Activity: Retype the lines below exactly, from the one that contains "Mark the glove, one point per instance." through the last, and leave every picture out.

*** Supplied material ***

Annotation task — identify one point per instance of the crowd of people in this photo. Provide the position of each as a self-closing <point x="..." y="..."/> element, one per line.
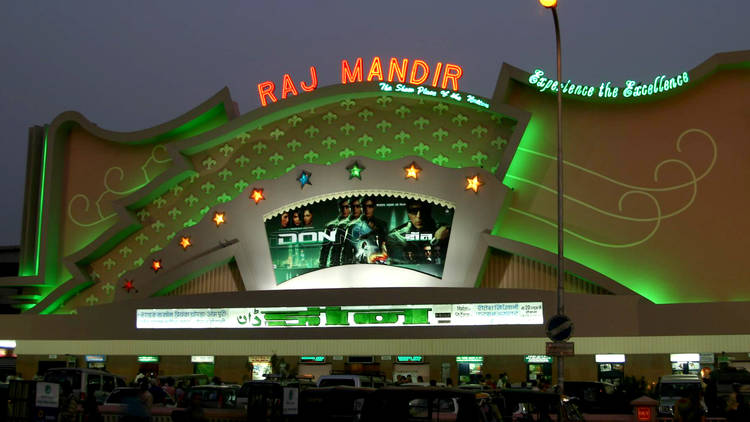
<point x="151" y="393"/>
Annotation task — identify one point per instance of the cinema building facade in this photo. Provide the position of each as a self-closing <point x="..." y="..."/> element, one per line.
<point x="393" y="223"/>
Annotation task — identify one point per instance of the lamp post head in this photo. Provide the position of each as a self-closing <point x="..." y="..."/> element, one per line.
<point x="549" y="4"/>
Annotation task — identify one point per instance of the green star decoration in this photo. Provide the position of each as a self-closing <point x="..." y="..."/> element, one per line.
<point x="355" y="170"/>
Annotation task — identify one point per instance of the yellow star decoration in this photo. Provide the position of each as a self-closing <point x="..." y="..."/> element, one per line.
<point x="412" y="172"/>
<point x="473" y="183"/>
<point x="257" y="195"/>
<point x="219" y="218"/>
<point x="156" y="265"/>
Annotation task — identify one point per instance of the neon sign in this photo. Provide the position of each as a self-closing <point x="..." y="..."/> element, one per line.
<point x="418" y="72"/>
<point x="632" y="89"/>
<point x="523" y="313"/>
<point x="425" y="91"/>
<point x="411" y="359"/>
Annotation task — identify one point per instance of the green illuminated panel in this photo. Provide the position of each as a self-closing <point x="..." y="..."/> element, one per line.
<point x="386" y="127"/>
<point x="607" y="90"/>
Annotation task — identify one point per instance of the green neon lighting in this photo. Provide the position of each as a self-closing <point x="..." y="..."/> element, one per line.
<point x="41" y="207"/>
<point x="410" y="358"/>
<point x="537" y="359"/>
<point x="607" y="90"/>
<point x="211" y="119"/>
<point x="529" y="167"/>
<point x="435" y="93"/>
<point x="469" y="359"/>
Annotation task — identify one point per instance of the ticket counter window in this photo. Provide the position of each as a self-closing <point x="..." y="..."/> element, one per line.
<point x="470" y="369"/>
<point x="261" y="368"/>
<point x="538" y="368"/>
<point x="149" y="369"/>
<point x="686" y="368"/>
<point x="203" y="365"/>
<point x="610" y="368"/>
<point x="685" y="363"/>
<point x="612" y="373"/>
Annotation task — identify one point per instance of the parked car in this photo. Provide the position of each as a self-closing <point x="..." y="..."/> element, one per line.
<point x="214" y="396"/>
<point x="673" y="387"/>
<point x="529" y="405"/>
<point x="266" y="388"/>
<point x="121" y="395"/>
<point x="351" y="380"/>
<point x="324" y="404"/>
<point x="597" y="397"/>
<point x="396" y="404"/>
<point x="82" y="379"/>
<point x="187" y="380"/>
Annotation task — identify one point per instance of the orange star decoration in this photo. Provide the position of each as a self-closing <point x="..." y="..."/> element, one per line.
<point x="129" y="285"/>
<point x="257" y="195"/>
<point x="473" y="183"/>
<point x="412" y="172"/>
<point x="219" y="218"/>
<point x="156" y="265"/>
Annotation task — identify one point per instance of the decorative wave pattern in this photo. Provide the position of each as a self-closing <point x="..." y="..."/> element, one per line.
<point x="644" y="191"/>
<point x="80" y="204"/>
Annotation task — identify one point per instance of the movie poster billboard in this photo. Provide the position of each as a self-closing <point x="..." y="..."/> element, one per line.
<point x="360" y="230"/>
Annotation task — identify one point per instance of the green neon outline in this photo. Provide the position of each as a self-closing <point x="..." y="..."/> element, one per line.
<point x="41" y="204"/>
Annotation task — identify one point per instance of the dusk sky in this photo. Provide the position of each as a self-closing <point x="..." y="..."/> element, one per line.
<point x="131" y="65"/>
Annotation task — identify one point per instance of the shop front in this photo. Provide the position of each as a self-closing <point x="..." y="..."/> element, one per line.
<point x="204" y="365"/>
<point x="685" y="363"/>
<point x="538" y="368"/>
<point x="313" y="367"/>
<point x="411" y="367"/>
<point x="96" y="361"/>
<point x="610" y="368"/>
<point x="148" y="365"/>
<point x="470" y="369"/>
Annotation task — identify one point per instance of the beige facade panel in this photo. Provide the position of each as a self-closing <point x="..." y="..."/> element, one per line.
<point x="353" y="347"/>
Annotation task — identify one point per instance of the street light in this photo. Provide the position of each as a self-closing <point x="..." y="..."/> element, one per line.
<point x="552" y="5"/>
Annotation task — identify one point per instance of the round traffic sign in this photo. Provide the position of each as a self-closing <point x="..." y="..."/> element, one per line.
<point x="559" y="328"/>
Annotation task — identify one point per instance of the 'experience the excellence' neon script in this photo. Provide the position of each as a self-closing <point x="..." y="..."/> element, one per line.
<point x="631" y="89"/>
<point x="418" y="72"/>
<point x="443" y="93"/>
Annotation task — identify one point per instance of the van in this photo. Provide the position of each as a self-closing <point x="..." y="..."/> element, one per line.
<point x="351" y="381"/>
<point x="673" y="387"/>
<point x="81" y="379"/>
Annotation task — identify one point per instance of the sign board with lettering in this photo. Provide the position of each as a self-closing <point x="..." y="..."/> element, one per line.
<point x="410" y="359"/>
<point x="522" y="313"/>
<point x="359" y="230"/>
<point x="561" y="348"/>
<point x="537" y="359"/>
<point x="47" y="394"/>
<point x="290" y="403"/>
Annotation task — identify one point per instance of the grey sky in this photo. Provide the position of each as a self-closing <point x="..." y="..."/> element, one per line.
<point x="130" y="65"/>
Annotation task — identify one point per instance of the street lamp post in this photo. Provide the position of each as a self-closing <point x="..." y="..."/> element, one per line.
<point x="552" y="5"/>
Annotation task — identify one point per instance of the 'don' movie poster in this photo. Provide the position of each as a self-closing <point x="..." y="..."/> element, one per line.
<point x="364" y="229"/>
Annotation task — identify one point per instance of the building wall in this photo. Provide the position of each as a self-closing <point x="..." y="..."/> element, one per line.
<point x="235" y="369"/>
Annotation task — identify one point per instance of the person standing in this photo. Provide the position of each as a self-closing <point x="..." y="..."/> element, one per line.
<point x="68" y="403"/>
<point x="91" y="407"/>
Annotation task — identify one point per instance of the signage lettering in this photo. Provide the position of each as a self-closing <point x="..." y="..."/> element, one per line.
<point x="306" y="237"/>
<point x="606" y="89"/>
<point x="417" y="73"/>
<point x="444" y="93"/>
<point x="530" y="313"/>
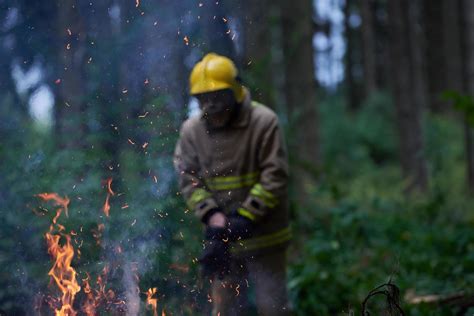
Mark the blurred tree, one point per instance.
(300, 90)
(405, 68)
(451, 46)
(215, 30)
(70, 106)
(467, 31)
(435, 55)
(368, 47)
(350, 80)
(256, 57)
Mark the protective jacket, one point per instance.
(243, 167)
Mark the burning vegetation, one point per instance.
(94, 297)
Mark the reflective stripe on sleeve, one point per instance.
(197, 196)
(243, 212)
(232, 182)
(267, 197)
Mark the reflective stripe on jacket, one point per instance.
(240, 167)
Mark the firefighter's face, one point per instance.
(217, 106)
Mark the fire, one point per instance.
(110, 193)
(62, 272)
(152, 301)
(64, 276)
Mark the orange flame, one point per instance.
(152, 301)
(110, 193)
(62, 273)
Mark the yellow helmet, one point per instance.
(213, 73)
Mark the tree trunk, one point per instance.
(215, 30)
(435, 57)
(408, 110)
(467, 30)
(70, 105)
(368, 47)
(351, 90)
(452, 45)
(257, 49)
(300, 89)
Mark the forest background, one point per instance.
(375, 98)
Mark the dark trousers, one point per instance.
(266, 273)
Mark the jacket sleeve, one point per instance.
(272, 186)
(191, 184)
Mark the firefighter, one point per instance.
(233, 173)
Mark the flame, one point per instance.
(90, 305)
(62, 272)
(110, 193)
(152, 301)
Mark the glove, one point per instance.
(239, 227)
(215, 260)
(212, 211)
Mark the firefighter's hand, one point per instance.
(239, 227)
(217, 220)
(215, 259)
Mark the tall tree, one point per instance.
(467, 30)
(300, 86)
(70, 106)
(452, 45)
(368, 47)
(435, 55)
(408, 106)
(352, 95)
(256, 57)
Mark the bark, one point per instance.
(417, 45)
(408, 109)
(467, 27)
(368, 47)
(215, 30)
(256, 57)
(435, 56)
(349, 60)
(300, 89)
(452, 45)
(70, 105)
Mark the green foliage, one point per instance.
(463, 103)
(362, 229)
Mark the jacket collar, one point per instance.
(243, 116)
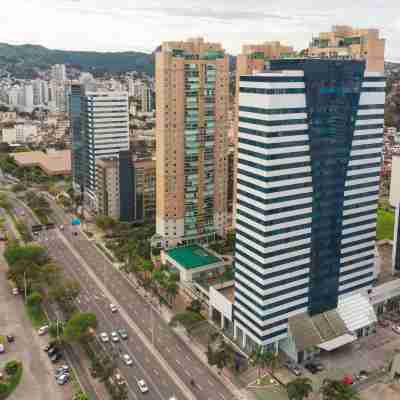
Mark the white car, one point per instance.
(142, 386)
(396, 328)
(127, 359)
(114, 337)
(43, 330)
(104, 337)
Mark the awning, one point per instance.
(337, 342)
(356, 312)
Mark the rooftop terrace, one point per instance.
(194, 256)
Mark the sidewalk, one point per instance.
(198, 350)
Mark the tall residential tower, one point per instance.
(309, 153)
(192, 94)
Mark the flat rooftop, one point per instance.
(194, 256)
(52, 163)
(228, 292)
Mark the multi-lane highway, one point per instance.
(167, 363)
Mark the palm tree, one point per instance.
(337, 390)
(256, 358)
(299, 388)
(271, 360)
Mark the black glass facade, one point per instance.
(397, 244)
(126, 186)
(332, 90)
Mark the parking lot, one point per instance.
(38, 381)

***

Exercise result:
Mark the glove, one point per instance.
(239, 227)
(215, 260)
(212, 211)
Mark the firefighter's hand, one point per instance.
(239, 227)
(217, 220)
(215, 259)
Mark the tall tree, one point per instance.
(467, 30)
(300, 86)
(70, 106)
(452, 45)
(368, 47)
(435, 55)
(408, 106)
(352, 95)
(256, 57)
Mark the bark, one point per instance.
(417, 45)
(408, 109)
(467, 27)
(368, 47)
(215, 30)
(256, 57)
(435, 56)
(349, 60)
(300, 89)
(452, 45)
(70, 105)
Mark the green foliage, one point per instance.
(463, 103)
(362, 229)
Mark the jacket collar, one point per instance.
(243, 116)
Mark the white car, one point per instance.
(142, 386)
(396, 328)
(127, 359)
(114, 337)
(43, 330)
(104, 337)
Mark the awning, one point per instance.
(337, 342)
(356, 312)
Mark the rooftop terrace, one point per instance.
(194, 256)
Mark the sidewalk, one point per instance.
(198, 350)
Mark the tall residential tower, one point per instance.
(309, 153)
(192, 94)
Mark the flat rooftop, one point per instance.
(194, 256)
(52, 163)
(228, 292)
Mark the multi-lane highway, one point per instance.
(167, 363)
Mark the palm tree, one point per instance.
(337, 390)
(256, 358)
(299, 388)
(271, 360)
Mark the black glass facade, one point per instance.
(397, 244)
(126, 186)
(332, 90)
Mark the parking lot, one point per instance.
(38, 381)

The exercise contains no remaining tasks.